Every line from the line containing "of the interior" through the final line of the data is to be printed exactly; no other line is to appear.

--- Start of Excerpted data ---

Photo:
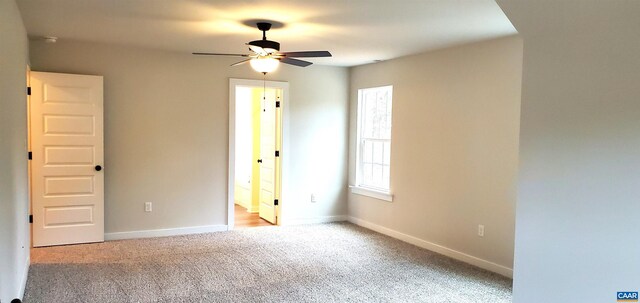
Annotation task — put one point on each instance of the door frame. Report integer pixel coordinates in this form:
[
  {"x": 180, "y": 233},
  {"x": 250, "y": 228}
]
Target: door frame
[{"x": 284, "y": 152}]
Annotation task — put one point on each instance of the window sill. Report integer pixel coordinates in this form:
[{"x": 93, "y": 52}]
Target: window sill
[{"x": 385, "y": 196}]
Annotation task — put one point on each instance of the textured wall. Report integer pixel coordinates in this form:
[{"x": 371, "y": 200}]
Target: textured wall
[
  {"x": 577, "y": 210},
  {"x": 454, "y": 150},
  {"x": 166, "y": 133}
]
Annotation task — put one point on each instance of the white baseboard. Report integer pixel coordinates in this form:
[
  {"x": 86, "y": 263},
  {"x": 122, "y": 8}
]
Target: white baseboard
[
  {"x": 316, "y": 220},
  {"x": 490, "y": 266},
  {"x": 152, "y": 233},
  {"x": 23, "y": 280}
]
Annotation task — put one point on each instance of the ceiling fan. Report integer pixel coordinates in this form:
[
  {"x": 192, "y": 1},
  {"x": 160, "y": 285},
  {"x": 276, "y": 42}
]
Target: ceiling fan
[{"x": 265, "y": 54}]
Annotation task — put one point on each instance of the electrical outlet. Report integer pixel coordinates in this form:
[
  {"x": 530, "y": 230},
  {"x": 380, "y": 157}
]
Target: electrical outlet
[{"x": 481, "y": 230}]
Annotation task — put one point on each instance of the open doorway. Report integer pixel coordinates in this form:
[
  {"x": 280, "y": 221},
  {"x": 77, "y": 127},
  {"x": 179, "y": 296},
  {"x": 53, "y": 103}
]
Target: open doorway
[{"x": 256, "y": 152}]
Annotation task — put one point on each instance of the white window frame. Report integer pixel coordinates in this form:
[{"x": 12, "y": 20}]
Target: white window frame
[{"x": 360, "y": 188}]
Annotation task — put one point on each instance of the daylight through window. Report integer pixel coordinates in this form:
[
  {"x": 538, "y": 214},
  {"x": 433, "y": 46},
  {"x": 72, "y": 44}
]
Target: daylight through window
[{"x": 374, "y": 138}]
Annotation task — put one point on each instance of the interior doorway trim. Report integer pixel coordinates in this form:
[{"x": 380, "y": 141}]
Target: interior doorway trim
[{"x": 284, "y": 170}]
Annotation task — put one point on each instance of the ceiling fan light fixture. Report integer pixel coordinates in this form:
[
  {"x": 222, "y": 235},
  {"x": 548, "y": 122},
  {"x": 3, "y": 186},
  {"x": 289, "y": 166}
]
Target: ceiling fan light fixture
[
  {"x": 267, "y": 45},
  {"x": 264, "y": 64}
]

--- End of Excerpted data ---

Written solution
Annotation task — put one point on each instance of the interior doorway trim. Report integer pixel coordinates in this form:
[{"x": 380, "y": 141}]
Target: interior doorway trim
[{"x": 284, "y": 170}]
Annotation task — put one point on each instance of the ceiling fan light fixture. Report integer pixel coordinates in this form:
[
  {"x": 222, "y": 235},
  {"x": 548, "y": 122},
  {"x": 3, "y": 186},
  {"x": 289, "y": 166}
]
Target: ceiling fan light fixture
[
  {"x": 267, "y": 45},
  {"x": 264, "y": 64}
]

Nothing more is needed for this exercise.